Excerpts of location labeling data:
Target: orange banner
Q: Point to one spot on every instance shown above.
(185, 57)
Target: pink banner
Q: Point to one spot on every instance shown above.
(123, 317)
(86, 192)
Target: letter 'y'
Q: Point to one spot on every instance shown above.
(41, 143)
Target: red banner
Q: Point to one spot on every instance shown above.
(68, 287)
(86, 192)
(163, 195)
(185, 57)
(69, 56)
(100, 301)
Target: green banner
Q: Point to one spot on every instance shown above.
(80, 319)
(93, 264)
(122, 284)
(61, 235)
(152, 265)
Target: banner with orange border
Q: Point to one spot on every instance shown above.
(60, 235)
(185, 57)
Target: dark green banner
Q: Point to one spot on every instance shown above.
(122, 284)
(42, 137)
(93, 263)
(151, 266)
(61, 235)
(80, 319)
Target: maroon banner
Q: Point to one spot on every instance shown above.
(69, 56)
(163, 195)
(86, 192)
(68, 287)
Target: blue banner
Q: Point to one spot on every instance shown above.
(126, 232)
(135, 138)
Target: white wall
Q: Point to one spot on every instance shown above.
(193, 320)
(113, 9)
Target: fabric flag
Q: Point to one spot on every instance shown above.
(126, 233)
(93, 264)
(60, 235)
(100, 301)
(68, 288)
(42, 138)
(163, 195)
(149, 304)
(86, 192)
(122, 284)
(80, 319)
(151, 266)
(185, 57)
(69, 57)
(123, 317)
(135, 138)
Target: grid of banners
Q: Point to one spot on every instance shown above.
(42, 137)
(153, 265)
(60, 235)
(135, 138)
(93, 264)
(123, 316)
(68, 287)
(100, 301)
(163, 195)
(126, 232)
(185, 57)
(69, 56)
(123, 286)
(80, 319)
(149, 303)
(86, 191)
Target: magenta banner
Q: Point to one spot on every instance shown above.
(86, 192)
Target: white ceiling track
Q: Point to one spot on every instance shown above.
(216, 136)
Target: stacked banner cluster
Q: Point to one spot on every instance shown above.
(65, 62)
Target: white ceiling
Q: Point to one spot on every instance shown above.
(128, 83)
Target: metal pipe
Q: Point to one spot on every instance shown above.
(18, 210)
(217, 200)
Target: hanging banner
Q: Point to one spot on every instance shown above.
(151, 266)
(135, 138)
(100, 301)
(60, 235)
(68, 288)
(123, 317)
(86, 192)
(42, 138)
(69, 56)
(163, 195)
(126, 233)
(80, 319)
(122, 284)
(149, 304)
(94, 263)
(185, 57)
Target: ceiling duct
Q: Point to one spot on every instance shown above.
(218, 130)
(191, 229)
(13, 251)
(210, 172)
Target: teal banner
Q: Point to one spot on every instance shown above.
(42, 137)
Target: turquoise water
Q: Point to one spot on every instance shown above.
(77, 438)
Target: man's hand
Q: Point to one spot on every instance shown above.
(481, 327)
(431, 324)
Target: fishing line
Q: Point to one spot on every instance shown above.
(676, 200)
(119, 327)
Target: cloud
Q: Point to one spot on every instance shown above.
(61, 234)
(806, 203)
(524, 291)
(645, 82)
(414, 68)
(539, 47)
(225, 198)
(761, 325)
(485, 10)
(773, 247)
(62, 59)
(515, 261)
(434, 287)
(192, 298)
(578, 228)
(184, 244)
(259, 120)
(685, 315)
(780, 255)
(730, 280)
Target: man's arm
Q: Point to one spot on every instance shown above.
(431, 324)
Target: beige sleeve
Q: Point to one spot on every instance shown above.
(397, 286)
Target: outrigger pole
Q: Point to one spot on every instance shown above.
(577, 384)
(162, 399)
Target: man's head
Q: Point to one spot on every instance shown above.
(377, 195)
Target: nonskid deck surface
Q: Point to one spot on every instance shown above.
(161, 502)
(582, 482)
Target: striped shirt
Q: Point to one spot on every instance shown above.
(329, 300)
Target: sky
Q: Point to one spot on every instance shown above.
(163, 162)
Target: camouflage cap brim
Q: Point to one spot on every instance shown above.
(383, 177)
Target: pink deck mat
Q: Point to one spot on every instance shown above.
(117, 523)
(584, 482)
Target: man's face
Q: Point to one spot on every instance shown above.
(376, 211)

- _Short problem_: From the data above, extract every line in its exact form.

- _Written answer_:
Target: orange banner
Q: Point to one spot on every instance shown above.
(185, 57)
Target: pink banner
Q: Point to one spot on every instance shown above.
(123, 317)
(86, 192)
Target: letter 'y'
Q: Point to one spot on every instance shown above.
(41, 143)
Target: red banner
Q: Point to one spot on every instance shown above.
(68, 287)
(86, 192)
(163, 195)
(185, 57)
(69, 56)
(100, 301)
Target: green banner
Q: Point to one spot on every instance shown above.
(80, 319)
(93, 264)
(122, 284)
(61, 235)
(152, 265)
Target: banner with orange border
Q: Point to one spot on every instance shown above.
(60, 235)
(185, 57)
Target: dark green banner
Q: Point to one spot on every instance shown above.
(122, 284)
(42, 137)
(93, 263)
(151, 266)
(61, 235)
(80, 319)
Target: maroon banner
Q: Point to one spot on every instance shown above.
(69, 56)
(163, 195)
(86, 192)
(68, 287)
Target: blue banner
Q: Point to one spot on every instance shown above.
(126, 232)
(135, 138)
Target: white wall
Q: Point to one spot on every instance shown above.
(193, 320)
(113, 9)
Target: fabric flag
Q: Point to one spot on every instance shown above.
(126, 233)
(93, 264)
(60, 235)
(100, 301)
(68, 288)
(42, 138)
(163, 195)
(149, 304)
(86, 192)
(122, 284)
(80, 319)
(151, 266)
(185, 57)
(69, 57)
(123, 317)
(135, 138)
Target: grid of banners
Q: Point to one spot on every instance shown above.
(42, 137)
(153, 265)
(60, 235)
(135, 138)
(93, 264)
(123, 316)
(68, 287)
(100, 301)
(163, 195)
(126, 232)
(185, 57)
(69, 56)
(123, 286)
(80, 319)
(149, 303)
(86, 191)
Target: magenta banner
Q: Point to one spot on every instance shown above.
(86, 192)
Target: white ceiling track
Q: Point to one spot on every instance shown above.
(216, 136)
Target: stacked banner cluster
Q: Point to one spot on every instance shown above.
(65, 62)
Target: white ceiling
Q: Point to one spot on every instance shown above.
(128, 83)
Target: metal pipe
Q: Point to one spot on every instance shown above.
(18, 210)
(217, 200)
Target: hanging banner
Q: Point to one spot on every instance shown above.
(151, 266)
(135, 138)
(100, 301)
(60, 235)
(68, 288)
(123, 317)
(86, 192)
(42, 138)
(69, 56)
(163, 195)
(126, 233)
(80, 319)
(122, 284)
(149, 304)
(94, 263)
(185, 57)
Target: ceiling duct
Q: Point to one spot on every instance shown above.
(218, 130)
(191, 229)
(13, 251)
(210, 172)
Target: teal banner
Q: Point to one spot on every instance shown above.
(42, 137)
Target: turquoise water
Q: Point to one spot on every instance shown above.
(77, 438)
Target: man's hand
Q: Point to one spot on every instance shown above.
(481, 327)
(431, 324)
Target: fishing line
Q: Point to one spot on every instance shown above.
(676, 200)
(119, 327)
Target: cloud
Q: Point to one spot on every instance shown above.
(61, 234)
(806, 203)
(524, 291)
(645, 82)
(414, 68)
(539, 47)
(225, 198)
(761, 325)
(485, 10)
(773, 247)
(62, 59)
(515, 261)
(434, 287)
(192, 298)
(578, 228)
(184, 244)
(259, 120)
(685, 315)
(780, 255)
(730, 280)
Target: man's arm
Q: Point to one spot on every instance shown above.
(431, 324)
Target: beige sleeve
Q: Point to one spot on every instance shown above.
(397, 286)
Target: outrigger pole
Q: Point to one spot on every instance shown above.
(577, 384)
(162, 399)
Target: man's head
Q: Point to one spot on every instance shown above.
(377, 195)
Target: nonskid deck surface
Q: Point to one spot on every instance shown above.
(161, 502)
(582, 482)
Target: striped shirt
Q: Point to one spot on every instance shown above.
(329, 300)
Target: sky
Q: Point to one spot on every instance shown above.
(163, 162)
Target: camouflage cap brim
Q: Point to one spot on every instance shown above.
(383, 177)
Target: pink deck mat
Q: Point to one spot on every instance shown above.
(117, 523)
(584, 482)
Target: man's face
Q: Point to one spot on every instance shown above.
(376, 211)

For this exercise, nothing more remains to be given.